Tasks
a - Duplicate the stretch of the portable home audio thread from "## XtremeRevolution (Dec" through "system with that.".
b - In the portable home audio thread, which Klipsch unit did Old Skewl receive for Christmas, and at what price?
c - Take the portable home audio thread further from the point where it stops.

Supplied text
--- BEGIN ---

# quality portable home audio



## ozzynichols (Feb 19, 2010)

Basically I'm talking about a boom box that's not a pile of bling and gimmicks. Although I've been a car audio nut for a long time I've never had much interest in home audio except for the higher standard of SQ. I'm not one to sit on the couch in the sweet spot of stereo imaging for hours and listen to music. When I'm at home i'm cleaning, cooking, doing laundry, or working in the garage. Stereo sound is irrelevant to me when I'm moving around and I'm just looking for some sort of audio device (mono for all I care) that I can move around, plug into an outlet (I never use batteries in my current junk boom box), and plug my ipod into. If there were a unit the had a HiFi iPod interface with a quality DAC that would be nice, but if it has RCA in I can come up with something myself that is better than using my iPod's headphone out. I don't listen to CD's or radio, so what I'm looking for is pretty narrow here. It would have to have a grab handle and be a reasonably light weight, all in 1 unit. Any suggestions are appreciated.


----------



## XtremeRevolution (Dec 3, 2010)

Since this is a DIY site, are you interested in building your own?


----------



## jackp311 (Jun 7, 2010)

I have an eclipse 5441 and a pair of mb quart German made coaxes for sale in the classifieds. You could build a nice portable system with that.


----------



## Old Skewl (May 30, 2011)

I have not seen too many boom boxes lately that have decent sound quality. There are a few I-pod docks that do a good job, probably won't have a handle though. My wife got me a Klipsch i-groove SXT($149) for Christmas. Pretty impressive for its tiny size. I also have a B&W Zeppelin($400 ebay) that is very impressive. It is a bigger unit though! THere are others too. I only have experience with these. Klipsch unit is so smiall it can easily be picked up and moved to another room.


----------



## ozzynichols (Feb 19, 2010)

I have strongly considered building my own. I have enough experience building sub woofer enclosures but not home speakers. If I can find an amp/preamp that is something along the lines of a small rack mount unit I could build something resembling a small combo guitar amp. I am open to doing a 2 way or 3 way passive setup. Not having any kind of basic EQ controls is a little risky though.


----------



## ozzynichols (Feb 19, 2010)

--- END ---

Record excerpts
--- BEGIN ---

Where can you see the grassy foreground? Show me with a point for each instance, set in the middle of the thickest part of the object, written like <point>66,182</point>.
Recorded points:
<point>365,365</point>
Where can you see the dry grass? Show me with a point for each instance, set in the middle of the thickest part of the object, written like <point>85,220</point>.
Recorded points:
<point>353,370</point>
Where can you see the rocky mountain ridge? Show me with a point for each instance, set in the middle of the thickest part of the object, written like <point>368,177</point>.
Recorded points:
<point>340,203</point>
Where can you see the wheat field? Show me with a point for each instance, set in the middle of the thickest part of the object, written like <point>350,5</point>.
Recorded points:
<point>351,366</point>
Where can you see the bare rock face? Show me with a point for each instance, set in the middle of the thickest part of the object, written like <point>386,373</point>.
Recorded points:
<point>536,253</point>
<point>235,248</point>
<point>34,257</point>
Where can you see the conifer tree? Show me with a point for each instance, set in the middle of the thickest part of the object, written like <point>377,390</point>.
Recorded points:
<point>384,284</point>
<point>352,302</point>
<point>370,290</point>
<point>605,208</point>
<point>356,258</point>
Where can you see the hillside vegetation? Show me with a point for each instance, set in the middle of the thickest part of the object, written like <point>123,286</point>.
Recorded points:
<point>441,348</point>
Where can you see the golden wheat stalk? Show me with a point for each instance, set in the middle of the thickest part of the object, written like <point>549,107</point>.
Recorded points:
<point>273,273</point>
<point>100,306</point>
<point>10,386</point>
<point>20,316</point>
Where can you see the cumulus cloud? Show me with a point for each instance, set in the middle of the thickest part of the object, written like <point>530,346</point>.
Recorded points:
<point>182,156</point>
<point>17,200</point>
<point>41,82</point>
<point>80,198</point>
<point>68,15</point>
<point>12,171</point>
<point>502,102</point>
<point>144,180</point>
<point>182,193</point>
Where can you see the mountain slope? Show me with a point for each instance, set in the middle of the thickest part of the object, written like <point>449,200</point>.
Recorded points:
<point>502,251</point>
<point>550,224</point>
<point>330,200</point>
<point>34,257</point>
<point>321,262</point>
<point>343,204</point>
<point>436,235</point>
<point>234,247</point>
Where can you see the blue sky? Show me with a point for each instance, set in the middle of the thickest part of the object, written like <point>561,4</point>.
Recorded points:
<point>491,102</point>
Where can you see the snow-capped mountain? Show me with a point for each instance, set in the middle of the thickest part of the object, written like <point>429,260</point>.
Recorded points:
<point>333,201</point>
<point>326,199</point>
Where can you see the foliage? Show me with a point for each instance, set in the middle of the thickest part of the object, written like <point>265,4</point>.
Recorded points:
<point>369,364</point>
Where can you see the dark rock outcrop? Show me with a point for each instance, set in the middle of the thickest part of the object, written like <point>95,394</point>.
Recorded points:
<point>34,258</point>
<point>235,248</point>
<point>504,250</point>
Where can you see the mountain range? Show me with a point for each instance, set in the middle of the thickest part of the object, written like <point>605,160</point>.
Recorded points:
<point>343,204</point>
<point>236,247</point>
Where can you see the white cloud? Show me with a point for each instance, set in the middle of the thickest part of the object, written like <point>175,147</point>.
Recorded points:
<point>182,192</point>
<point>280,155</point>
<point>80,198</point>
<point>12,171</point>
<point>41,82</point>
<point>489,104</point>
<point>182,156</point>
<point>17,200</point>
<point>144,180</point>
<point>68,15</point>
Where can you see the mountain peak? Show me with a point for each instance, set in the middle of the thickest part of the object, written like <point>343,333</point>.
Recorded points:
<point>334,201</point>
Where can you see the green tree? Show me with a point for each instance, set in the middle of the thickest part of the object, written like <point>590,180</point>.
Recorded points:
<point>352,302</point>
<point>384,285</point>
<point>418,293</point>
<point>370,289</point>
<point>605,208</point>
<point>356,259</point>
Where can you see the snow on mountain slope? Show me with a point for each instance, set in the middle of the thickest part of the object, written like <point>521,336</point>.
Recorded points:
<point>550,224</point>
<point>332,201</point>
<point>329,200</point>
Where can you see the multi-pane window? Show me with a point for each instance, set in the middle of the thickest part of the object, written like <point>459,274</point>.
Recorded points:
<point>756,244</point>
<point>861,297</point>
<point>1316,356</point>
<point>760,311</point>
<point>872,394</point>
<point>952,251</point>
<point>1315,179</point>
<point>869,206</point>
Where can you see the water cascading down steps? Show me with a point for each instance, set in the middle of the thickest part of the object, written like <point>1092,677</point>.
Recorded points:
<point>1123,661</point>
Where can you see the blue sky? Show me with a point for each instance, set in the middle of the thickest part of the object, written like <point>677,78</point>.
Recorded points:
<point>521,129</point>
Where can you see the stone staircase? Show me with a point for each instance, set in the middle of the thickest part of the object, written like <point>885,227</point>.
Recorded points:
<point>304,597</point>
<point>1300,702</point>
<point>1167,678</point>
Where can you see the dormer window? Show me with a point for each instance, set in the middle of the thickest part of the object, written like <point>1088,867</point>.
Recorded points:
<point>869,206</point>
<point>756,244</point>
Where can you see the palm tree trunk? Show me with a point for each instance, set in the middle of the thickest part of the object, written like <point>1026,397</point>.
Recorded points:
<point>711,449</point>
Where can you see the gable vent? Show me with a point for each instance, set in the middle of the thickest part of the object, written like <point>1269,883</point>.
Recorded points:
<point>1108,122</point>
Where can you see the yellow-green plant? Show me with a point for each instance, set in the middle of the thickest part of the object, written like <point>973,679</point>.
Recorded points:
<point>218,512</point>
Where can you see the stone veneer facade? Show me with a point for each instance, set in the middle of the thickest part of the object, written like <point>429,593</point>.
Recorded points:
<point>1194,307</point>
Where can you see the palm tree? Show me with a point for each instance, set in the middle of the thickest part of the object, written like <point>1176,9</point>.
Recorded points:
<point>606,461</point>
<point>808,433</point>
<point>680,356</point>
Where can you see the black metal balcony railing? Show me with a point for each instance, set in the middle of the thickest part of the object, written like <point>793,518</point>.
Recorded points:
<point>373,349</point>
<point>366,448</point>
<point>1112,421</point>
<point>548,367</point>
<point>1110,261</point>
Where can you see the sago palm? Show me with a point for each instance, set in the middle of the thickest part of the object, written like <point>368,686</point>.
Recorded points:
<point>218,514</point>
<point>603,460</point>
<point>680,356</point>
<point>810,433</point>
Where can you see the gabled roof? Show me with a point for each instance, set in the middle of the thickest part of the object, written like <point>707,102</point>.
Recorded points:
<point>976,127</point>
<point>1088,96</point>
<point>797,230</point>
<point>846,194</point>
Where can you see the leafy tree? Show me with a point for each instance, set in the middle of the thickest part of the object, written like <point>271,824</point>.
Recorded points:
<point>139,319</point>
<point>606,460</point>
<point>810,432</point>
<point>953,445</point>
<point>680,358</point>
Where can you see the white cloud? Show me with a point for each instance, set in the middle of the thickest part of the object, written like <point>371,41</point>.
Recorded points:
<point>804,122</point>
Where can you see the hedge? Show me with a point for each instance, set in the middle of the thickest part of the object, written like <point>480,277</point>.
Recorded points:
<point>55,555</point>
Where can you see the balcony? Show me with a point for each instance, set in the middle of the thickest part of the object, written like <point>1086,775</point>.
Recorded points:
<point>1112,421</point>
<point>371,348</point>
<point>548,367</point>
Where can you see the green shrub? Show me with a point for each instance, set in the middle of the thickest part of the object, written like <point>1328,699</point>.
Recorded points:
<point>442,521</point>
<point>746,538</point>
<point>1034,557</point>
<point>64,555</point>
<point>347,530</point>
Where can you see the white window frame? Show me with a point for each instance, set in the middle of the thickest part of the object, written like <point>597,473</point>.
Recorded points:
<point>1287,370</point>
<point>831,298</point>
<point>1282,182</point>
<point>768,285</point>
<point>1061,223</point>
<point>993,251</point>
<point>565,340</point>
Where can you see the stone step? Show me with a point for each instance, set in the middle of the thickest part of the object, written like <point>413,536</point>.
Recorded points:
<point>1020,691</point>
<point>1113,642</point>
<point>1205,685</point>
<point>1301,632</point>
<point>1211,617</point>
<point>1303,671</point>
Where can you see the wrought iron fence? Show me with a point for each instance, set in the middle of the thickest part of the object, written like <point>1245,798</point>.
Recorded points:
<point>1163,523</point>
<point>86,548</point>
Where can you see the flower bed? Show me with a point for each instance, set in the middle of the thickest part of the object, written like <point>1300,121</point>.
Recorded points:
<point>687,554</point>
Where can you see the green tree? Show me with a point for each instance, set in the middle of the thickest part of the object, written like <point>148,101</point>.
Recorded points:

--- END ---

Per-task outputs
a -
## XtremeRevolution (Dec 3, 2010)

Since this is a DIY site, are you interested in building your own?


----------



## jackp311 (Jun 7, 2010)

I have an eclipse 5441 and a pair of mb quart German made coaxes for sale in the classifieds. You could build a nice portable system with that.

b - A Klipsch i-groove SXT, priced at $149.

c -
I just looked at the B&W Zeppelin and it looks like a nice unit, but I can't really stomach using a dock because I always have a case on my iPod and because I don't want to bend it back every time I tough the controls. I will keep it in mind though, al listen to it if I get the chance.


----------



## XtremeRevolution (Dec 3, 2010)

If you're not interested in building your own, I could easily design you a portable boombox. I design home theater speakers for a side job so it would be a piece of cake. Send me a PM if you're interested. I can guarantee it would sound better than anything else you can buy in a store.


----------



## rytekproject (Feb 25, 2011)

XtremeRevolution said:


> If you're not interested in building your own, I could easily design you a portable boombox. I design home theater speakers for a side job so it would be a piece of cake. Send me a PM if you're interested. I can guarantee it would sound better than anything else you can buy in a store.


I was just thinking of PMing you and asking you about this the other day


----------



## XtremeRevolution (Dec 3, 2010)

rytekproject said:


> I was just thinking of PMing you and asking you about this the other day


So what are you waiting for? :laugh:

By the way, in case anyone is wondering what kind of work I do, here's a recent project I have in progress. These are being finished with a natural stain (very light) to add some depth, and two coats of polyurethane. I only work with hardwood. Much more beautiful, much more attractive, and much more genuinely awesome. Don't ask me to make you something out of MDF or I'll tell you to fly a kite. 

These use 3.5" drivers and 3/4" waveguide tweeters. They're not bass monsters, but they sure do sound amazing. A friend helped me design these crossovers a while back, and even though I design my own crossovers now, I didn't see a need to reinvent the wheel.


----------



## lurkist (Sep 9, 2011)

@Xtreme - nice work.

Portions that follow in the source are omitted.